During the oolitic period the arctic land was covered by plants like those of hot regions, whose vegetable ruins have locally generated coal beds—adorned by coleopterous, neuropterous, and other insects—among which the flying lizard (pterodactylus) spread his filmy wings. The rivers and shores were watched by saurians more or less amphibious (megalosaurus, iguanodon), or tenanted by reptiles, which by imaginative men have been thought to be the originals of our gavials and crocodiles; while the sea was full of forms of zoophyta, mollusca, articulosa, and fishes. Undoubtedly, the general impression, gathered from a survey of all those monuments of earlier creations, is that they lived in a warm climate; and we might wonder that the result of all inquiry has shown no trace of man or his works, did we not clearly perceive the oolitic fossils to be all very distinct from existing types, and combined in such, different proportions, as to prove that circumstances then prevailed on the globe, materially different from what we now see, and probably incompatible with the existence of those plants and animals, which belong to the creation whereof man is the appointed head.
__________
**What to work on**
Answer these questions about the passage on the oolitic period:
1. What scientific name does it give for the flying lizard?
2. Which two saurians does it name as watching the rivers and shores?
3. What kind of climate does the general impression suggest those earlier creations lived in?

**Records shown**
__________
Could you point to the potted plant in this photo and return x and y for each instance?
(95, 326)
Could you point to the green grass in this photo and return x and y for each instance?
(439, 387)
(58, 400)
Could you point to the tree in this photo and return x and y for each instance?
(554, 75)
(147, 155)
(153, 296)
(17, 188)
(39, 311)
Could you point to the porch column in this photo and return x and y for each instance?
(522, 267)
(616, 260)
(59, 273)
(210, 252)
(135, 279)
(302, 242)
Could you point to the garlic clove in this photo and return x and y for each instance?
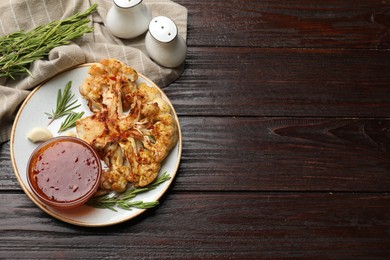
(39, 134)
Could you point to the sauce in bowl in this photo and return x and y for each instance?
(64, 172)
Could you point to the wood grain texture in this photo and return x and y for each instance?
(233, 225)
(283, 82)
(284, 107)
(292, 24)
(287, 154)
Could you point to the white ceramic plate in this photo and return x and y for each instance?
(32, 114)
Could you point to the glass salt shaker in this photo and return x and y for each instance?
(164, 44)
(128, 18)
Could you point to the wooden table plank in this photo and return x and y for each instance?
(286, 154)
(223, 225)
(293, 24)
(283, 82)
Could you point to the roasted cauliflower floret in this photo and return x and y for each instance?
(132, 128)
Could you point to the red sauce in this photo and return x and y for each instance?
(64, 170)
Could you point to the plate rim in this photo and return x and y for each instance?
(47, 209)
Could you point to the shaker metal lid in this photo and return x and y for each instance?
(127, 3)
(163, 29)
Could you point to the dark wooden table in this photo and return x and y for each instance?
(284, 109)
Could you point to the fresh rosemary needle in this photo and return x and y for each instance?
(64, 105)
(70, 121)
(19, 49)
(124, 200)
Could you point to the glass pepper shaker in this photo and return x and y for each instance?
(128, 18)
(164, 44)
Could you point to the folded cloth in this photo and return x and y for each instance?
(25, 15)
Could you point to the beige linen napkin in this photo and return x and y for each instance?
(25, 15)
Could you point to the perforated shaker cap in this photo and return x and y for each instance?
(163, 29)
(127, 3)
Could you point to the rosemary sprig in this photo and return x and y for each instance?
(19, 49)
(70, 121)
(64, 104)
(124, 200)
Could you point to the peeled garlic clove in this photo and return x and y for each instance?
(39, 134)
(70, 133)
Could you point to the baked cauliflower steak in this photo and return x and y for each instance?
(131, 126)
__________
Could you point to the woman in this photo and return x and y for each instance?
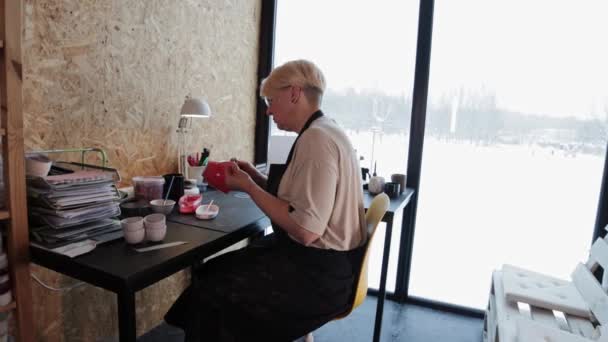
__________
**Finished exercise**
1. Pterodactylus
2. Megalosaurus and iguanodon
3. A warm climate